▶ [Description of the task] Please gather every line of the records below that contains the word "yellow". Case counts.

━━━ Material shown ━━━

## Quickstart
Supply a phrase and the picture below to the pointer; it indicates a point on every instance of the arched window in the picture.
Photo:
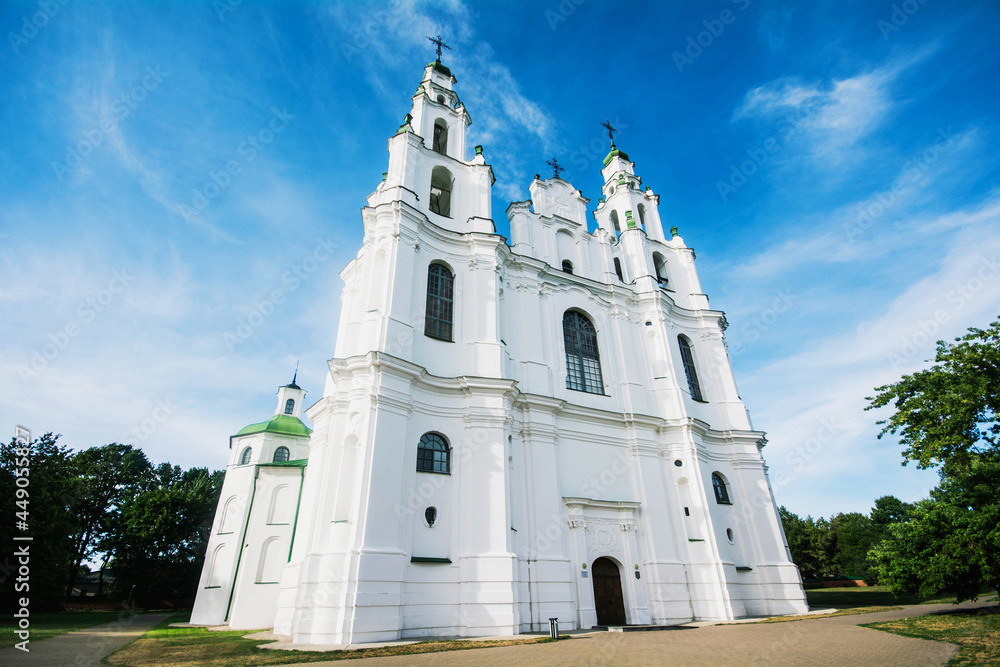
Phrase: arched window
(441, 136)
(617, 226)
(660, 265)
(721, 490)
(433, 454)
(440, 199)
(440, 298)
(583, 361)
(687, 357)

━━━
━━━ Material shown ━━━

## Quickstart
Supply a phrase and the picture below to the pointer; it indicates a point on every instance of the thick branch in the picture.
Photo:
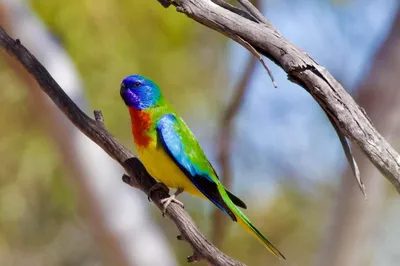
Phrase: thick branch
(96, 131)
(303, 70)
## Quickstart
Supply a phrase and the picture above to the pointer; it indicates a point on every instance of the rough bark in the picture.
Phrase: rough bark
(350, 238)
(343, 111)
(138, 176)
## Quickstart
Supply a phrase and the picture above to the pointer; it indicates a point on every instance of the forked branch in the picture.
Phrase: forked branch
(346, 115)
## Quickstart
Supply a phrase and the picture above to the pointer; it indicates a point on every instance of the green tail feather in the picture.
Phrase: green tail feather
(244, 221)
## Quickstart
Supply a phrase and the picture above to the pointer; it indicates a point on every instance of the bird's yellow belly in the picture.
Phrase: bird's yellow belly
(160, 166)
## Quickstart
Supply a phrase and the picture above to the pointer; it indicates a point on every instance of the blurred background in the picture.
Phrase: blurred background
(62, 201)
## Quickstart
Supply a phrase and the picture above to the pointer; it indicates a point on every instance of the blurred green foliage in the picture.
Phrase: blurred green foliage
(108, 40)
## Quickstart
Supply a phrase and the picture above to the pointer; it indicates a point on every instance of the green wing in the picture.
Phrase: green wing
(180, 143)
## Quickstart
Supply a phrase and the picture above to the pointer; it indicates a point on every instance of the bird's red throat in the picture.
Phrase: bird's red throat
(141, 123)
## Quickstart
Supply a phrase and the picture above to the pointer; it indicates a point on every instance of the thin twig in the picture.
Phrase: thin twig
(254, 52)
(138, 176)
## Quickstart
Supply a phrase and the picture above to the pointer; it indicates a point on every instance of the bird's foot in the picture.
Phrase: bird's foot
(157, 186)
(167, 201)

━━━

▶ [Completed exercise]
Supply a phrase and the picture above to the pointer; it indicates a point on every instance of the bird's yellow belly in the picture.
Phrase: bird's yellow belly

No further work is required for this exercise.